Referring expression data:
+---+

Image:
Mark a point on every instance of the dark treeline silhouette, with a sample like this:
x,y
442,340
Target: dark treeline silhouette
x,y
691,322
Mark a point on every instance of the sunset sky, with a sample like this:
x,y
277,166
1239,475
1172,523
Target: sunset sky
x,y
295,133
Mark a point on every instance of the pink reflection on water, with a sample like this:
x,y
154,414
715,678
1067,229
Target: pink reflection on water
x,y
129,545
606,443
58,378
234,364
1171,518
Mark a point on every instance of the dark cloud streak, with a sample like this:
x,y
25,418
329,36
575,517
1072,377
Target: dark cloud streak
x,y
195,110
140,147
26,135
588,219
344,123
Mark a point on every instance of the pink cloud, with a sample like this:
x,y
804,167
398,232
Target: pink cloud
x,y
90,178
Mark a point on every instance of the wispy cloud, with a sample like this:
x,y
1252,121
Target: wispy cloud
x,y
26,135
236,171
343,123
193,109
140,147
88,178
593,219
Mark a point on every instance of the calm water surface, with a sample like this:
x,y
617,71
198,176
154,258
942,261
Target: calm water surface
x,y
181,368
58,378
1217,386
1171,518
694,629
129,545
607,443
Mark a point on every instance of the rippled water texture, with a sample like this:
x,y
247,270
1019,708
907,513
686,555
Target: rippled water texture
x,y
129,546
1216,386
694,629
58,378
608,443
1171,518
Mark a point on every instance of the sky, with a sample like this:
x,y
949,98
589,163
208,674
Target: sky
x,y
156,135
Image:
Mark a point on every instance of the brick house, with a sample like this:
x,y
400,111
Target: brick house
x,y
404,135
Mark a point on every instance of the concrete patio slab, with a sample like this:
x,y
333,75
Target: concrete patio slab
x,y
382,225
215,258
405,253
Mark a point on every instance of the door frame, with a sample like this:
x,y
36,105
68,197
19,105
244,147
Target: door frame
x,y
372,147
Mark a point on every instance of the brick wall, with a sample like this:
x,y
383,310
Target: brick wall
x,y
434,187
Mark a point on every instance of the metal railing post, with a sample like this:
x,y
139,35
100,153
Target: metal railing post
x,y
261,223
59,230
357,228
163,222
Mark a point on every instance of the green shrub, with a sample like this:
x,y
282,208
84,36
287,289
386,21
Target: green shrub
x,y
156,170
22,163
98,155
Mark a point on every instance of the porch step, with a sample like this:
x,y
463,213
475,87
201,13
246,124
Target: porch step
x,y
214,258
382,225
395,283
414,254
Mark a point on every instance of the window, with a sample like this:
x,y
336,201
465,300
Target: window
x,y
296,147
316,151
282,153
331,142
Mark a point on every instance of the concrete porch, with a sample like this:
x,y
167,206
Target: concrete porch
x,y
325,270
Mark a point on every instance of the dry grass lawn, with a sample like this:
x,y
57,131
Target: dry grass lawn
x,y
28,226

+---+

Set the records down again in full, exactly as they read.

Result:
Image:
Mark a point on every instance of the dark treeline silhouette, with a sample like this:
x,y
442,340
Target: dark treeline silhouette
x,y
691,322
Mark a point on every instance of the sunset sky, with a sample like this:
x,y
277,166
1239,475
1172,523
Target: sunset sky
x,y
295,133
Mark a point on every instance of the pink reflection on water, with a sample like this:
x,y
154,414
715,678
1067,229
Target: pink reflection on water
x,y
129,545
606,443
58,378
234,364
1171,518
Mark a point on every instance of the dark cloud streak, with a sample like this:
x,y
25,418
329,36
575,517
1072,377
Target: dark cloud streak
x,y
195,110
140,147
26,135
588,219
344,123
Mark a point on every instance of the pink cloud, with a sample like this:
x,y
804,167
398,232
Target: pink cloud
x,y
90,178
Mark a point on every instance of the wispy cloud, with a sample like this:
x,y
1252,121
Target: wispy cloud
x,y
26,135
236,171
343,123
193,109
140,147
88,178
593,219
Mark a point on every instance of the calm water surface, with a sample like this:
x,y
617,71
198,176
154,258
942,261
Target: calm water surface
x,y
181,368
58,378
1217,386
1171,518
694,629
129,545
607,443
Mark a point on every instance of the rippled water texture, with a sample like this:
x,y
247,270
1019,708
907,513
686,555
Target: rippled water texture
x,y
129,546
1216,386
694,629
58,378
608,443
1171,518
Mark a point on every instance of the sky, with a sample like this:
x,y
949,98
589,163
208,674
Target: sky
x,y
156,135
Image:
Mark a point on every instance of the brick house, with a sample like this:
x,y
400,111
Target: brick house
x,y
404,135
Mark a point on every instance of the concrete patio slab, with a sample like this:
x,y
333,75
Target: concrete patio slab
x,y
382,225
215,258
405,253
Mark a point on every instance of the door frame, with a sample like this:
x,y
36,105
68,197
19,105
244,147
Target: door frame
x,y
372,147
Mark a point on every instance of the brick wall, with a sample like this:
x,y
383,310
Target: brick wall
x,y
434,187
Mark a point on every instance of the metal railing post, with a sample like this:
x,y
139,35
100,153
Target: metal railing post
x,y
261,223
59,230
357,228
163,222
Mark a point on every instance of the green shrub, with a sample like this:
x,y
282,208
84,36
287,289
386,21
Target: green shrub
x,y
156,170
22,163
98,155
Mark a point on every instance of the porch step, with a sample like this:
x,y
463,213
475,87
201,13
246,124
Target: porch step
x,y
214,258
382,225
395,283
414,254
Mark a point on every instance of the window, with a sample like this:
x,y
336,201
465,300
Target: window
x,y
296,147
316,151
282,153
331,142
Mark a point on every instance of the concrete porch, with a sample like this:
x,y
167,206
Target: concrete porch
x,y
325,270
Mark a point on every instance of the dry grass lawn, with a sample like this:
x,y
57,131
Target: dry grass lawn
x,y
28,226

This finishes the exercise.